> [Textauszug]
Auf die Berufung des Klägers wird der Gerichtsbescheid des Sozialgerichts Berlin vom 14. 12.2021 aufgehoben.
Der Beklagte wird unter Änderung seines Bescheides vom 20. Juni 2019 in der Gestalt des Widerspruchsbescheides vom 25. Juni 2019 verpflichtet, die Zuziehung eines Verfahrensbevollmächtigten für das Widerspruchsverfahren über den Widerspruch des Klägers gegen den Bescheid vom 3. Juni 2019 für notwendig zu erklären.
Der Beklagte hat dem Kläger dessen notwendige außergerichtliche Kosten für das gesamte Verfahren zu erstatten.
Die Revision wird nicht zugelassen.
Tatbestand
Die Beteiligten streiten darüber, ob in einem abgeschlossenen Widerspruchsverfahren des Klägers die Zuziehung eines Bevollmächtigten für notwendig zu erklären war.
Der im Jahr 1986 geborene Kläger beantragte am 28. Mai 2019 bei dem Beklagten Jobcenter die Gewährung von Grundsicherungsleistungen. Mit Bescheid vom 3. Juni 2019 lehnte der Beklagte den Antrag ab und führte zur Begründung aus, der Kläger habe keinen Anspruch auf Leistungen zur Sicherung des Lebensunterhalts, weil er ein Aufenthaltsrecht in der Bundesrepublik Deutschland allein zum Zwecke der Arbeitssuche habe. Nach Beendigung seiner Erwerbstätigkeit zum 27. Juni 2018 habe sein Arbeitnehmerstatus nur bis zum 27. Dezember 2018 fortgewirkt.

> [Auszüge aus einem Datensatz zur Punktbeschriftung]
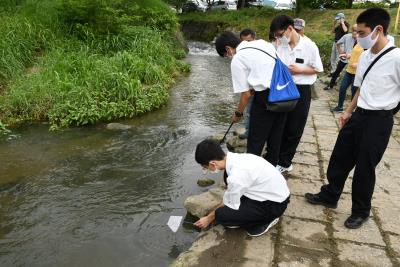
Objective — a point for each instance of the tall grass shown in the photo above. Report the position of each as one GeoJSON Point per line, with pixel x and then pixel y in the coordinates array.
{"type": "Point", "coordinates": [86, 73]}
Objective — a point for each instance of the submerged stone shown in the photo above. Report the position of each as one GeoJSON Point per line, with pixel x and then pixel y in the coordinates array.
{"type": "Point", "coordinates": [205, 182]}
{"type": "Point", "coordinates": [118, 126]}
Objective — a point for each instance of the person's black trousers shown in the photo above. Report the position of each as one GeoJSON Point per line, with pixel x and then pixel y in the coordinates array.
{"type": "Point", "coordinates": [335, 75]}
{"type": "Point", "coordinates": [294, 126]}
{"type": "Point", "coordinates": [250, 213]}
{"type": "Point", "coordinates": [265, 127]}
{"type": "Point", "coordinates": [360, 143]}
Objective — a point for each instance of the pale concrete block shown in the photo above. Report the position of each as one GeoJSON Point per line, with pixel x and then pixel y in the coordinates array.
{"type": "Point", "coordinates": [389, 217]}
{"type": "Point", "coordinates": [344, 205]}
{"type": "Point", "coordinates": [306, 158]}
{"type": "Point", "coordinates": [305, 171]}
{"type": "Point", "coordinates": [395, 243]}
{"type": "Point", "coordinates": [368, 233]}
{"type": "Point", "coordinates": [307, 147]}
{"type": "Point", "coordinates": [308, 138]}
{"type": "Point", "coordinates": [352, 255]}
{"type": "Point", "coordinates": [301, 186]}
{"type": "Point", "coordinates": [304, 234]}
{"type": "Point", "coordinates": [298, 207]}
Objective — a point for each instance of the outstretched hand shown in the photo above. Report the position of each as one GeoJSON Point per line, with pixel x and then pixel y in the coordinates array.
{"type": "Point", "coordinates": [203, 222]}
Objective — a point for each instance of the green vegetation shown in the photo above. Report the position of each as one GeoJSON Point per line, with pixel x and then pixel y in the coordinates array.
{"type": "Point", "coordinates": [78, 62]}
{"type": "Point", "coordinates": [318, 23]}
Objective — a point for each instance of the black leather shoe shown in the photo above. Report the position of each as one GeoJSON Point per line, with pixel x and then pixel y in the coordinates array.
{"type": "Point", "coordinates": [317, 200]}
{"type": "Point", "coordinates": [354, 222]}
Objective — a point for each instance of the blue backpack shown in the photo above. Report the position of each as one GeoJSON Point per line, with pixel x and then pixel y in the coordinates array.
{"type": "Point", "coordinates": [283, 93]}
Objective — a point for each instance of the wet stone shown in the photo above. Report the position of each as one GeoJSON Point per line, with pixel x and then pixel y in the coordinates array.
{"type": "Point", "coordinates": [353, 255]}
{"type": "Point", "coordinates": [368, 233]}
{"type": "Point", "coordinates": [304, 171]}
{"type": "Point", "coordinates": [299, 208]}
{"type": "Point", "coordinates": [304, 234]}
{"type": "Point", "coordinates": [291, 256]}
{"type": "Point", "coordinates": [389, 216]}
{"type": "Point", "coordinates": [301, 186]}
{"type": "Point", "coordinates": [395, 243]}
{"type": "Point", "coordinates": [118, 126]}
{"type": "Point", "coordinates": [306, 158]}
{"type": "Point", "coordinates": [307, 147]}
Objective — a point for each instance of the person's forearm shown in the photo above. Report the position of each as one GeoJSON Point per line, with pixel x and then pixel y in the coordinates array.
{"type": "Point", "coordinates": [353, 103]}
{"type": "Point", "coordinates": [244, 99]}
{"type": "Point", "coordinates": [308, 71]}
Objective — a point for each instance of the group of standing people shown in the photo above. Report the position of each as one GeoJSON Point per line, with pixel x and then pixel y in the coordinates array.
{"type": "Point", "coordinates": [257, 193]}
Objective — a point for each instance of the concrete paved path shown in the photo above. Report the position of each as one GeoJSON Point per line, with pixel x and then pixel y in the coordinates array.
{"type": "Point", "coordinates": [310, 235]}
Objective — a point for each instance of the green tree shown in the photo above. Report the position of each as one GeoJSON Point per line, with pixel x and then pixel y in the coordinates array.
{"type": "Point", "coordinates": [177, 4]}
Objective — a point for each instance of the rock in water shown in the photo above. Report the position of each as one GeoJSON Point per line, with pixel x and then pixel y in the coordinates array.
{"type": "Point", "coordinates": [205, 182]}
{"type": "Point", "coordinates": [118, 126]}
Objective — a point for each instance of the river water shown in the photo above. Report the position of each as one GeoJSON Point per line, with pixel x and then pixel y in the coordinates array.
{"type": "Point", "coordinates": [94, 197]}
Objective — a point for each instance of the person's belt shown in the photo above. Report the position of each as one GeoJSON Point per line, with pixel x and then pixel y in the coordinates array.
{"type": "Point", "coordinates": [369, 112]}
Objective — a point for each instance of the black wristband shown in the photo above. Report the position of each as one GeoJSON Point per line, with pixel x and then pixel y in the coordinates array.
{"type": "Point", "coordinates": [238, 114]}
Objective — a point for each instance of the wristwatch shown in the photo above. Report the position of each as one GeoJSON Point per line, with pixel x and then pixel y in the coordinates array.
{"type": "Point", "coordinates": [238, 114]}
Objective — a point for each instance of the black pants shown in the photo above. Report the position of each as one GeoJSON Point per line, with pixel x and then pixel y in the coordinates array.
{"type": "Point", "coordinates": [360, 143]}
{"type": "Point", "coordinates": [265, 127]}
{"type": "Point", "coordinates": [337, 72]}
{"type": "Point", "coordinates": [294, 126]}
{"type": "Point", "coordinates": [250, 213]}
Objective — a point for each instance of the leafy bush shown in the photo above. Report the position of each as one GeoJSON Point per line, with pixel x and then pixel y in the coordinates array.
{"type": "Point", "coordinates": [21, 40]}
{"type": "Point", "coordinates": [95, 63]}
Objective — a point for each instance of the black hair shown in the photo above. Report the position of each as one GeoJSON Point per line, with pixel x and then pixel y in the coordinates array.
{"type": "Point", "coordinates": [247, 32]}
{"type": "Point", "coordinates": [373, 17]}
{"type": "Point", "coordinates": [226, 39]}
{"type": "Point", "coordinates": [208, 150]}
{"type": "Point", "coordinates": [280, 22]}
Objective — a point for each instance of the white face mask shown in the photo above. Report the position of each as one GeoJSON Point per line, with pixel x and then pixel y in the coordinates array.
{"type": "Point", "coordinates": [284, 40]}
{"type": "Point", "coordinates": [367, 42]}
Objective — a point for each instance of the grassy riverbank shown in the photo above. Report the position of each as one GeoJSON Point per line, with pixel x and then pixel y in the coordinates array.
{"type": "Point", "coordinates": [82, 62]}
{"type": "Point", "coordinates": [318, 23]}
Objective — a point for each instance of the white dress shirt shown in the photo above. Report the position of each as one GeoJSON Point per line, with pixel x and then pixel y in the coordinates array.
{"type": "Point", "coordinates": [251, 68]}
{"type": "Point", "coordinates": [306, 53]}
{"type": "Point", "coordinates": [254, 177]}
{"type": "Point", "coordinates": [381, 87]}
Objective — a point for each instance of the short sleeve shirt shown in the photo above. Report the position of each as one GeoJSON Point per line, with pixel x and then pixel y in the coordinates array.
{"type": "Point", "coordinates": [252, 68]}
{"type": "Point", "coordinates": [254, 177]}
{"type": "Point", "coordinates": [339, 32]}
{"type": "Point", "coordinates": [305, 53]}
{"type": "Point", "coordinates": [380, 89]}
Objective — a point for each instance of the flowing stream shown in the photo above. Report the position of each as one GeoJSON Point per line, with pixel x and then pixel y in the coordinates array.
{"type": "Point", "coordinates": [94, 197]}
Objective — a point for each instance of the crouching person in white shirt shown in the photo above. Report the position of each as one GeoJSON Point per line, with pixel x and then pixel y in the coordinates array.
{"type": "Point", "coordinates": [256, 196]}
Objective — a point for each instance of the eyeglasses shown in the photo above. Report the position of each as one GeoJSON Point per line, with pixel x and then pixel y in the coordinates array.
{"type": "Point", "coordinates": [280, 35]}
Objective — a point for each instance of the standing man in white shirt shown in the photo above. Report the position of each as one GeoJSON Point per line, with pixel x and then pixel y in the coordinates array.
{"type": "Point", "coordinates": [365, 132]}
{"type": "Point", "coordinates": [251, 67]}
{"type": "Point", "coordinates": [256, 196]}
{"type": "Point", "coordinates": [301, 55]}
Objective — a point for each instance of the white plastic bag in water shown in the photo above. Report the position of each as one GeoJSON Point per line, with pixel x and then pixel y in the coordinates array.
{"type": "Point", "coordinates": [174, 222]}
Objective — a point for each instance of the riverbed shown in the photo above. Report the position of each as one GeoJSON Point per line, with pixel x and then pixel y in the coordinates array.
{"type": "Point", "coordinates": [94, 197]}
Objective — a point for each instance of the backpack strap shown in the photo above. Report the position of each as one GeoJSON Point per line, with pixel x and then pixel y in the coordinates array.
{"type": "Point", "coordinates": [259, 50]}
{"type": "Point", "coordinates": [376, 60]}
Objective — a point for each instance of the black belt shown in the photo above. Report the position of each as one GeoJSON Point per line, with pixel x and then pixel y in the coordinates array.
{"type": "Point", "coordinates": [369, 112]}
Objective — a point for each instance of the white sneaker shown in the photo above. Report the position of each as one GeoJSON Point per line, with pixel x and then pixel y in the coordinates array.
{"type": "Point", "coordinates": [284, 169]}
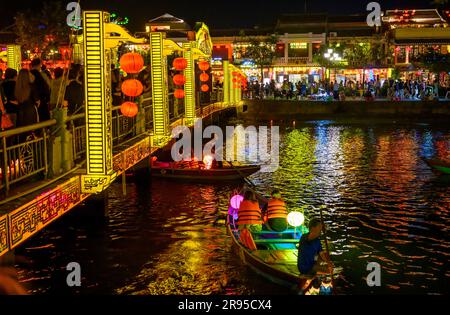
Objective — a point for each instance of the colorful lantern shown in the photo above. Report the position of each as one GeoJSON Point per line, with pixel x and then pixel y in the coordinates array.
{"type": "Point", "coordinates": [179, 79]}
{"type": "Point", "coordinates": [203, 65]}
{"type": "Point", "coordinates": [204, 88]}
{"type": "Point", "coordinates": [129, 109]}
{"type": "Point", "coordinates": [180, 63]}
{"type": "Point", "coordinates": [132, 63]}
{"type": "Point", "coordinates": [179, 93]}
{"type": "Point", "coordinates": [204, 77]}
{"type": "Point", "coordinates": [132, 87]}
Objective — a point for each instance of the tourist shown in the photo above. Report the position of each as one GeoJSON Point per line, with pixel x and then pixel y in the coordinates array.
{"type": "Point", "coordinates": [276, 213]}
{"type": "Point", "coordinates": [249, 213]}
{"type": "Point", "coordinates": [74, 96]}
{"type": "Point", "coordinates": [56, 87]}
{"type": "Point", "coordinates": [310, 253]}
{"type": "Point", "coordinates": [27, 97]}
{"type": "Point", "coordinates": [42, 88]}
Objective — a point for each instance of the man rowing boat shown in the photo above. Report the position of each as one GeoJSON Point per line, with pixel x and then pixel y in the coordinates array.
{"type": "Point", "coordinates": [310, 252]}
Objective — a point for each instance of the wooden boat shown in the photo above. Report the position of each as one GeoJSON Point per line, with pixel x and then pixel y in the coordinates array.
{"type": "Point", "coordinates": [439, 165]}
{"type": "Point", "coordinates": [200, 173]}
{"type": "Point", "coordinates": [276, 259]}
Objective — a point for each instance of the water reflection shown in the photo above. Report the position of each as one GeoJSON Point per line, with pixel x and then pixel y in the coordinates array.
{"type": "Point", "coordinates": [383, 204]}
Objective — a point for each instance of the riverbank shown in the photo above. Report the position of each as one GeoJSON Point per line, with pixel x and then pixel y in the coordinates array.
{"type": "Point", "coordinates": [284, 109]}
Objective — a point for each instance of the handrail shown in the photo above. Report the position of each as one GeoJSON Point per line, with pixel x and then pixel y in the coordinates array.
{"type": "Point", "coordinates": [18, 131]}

> [Aufgaben]
1: Prüfen Sie für jede Aussage, ob sie mit dem Textauszug übereinstimmt. Antworten Sie jeweils mit Ja oder Nein und zitieren Sie die entscheidenden Worte.
(a) Der Kläger stellte seinen Antrag auf Grundsicherungsleistungen am 3. Juni 2019.
(b) Die Revision wird zugelassen.
(c) Der Kläger wurde im Jahr 1986 geboren.
2: Nennen Sie alle Bescheide, die der Textauszug mit Datum anführt, einschließlich des Gerichtsbescheids und des Widerspruchsbescheids.
3: Beantworten Sie anhand des Textauszugs:
(a) Welches Gericht hat den aufgehobenen Gerichtsbescheid erlassen?
(b) Bis zu welchem Datum wirkte der Arbeitnehmerstatus des Klägers nach Darstellung des Beklagten fort?
(c) Wer hat die notwendigen außergerichtlichen Kosten des Klägers für das gesamte Verfahren zu erstatten?

> [Lösungen]
1:
(a) Nein: „beantragte am 28. Mai 2019 bei dem Beklagten Jobcenter die Gewährung von Grundsicherungsleistungen“
(b) Nein: „Die Revision wird nicht zugelassen.“
(c) Ja: „Der im Jahr 1986 geborene Kläger“

2:
- Gerichtsbescheid des Sozialgerichts Berlin vom 14. 12.2021
- Bescheid vom 20. Juni 2019
- Widerspruchsbescheid vom 25. Juni 2019
- Bescheid vom 3. Juni 2019

3:
(a) Das Sozialgericht Berlin.
(b) Bis zum 27. Dezember 2018.
(c) Der Beklagte.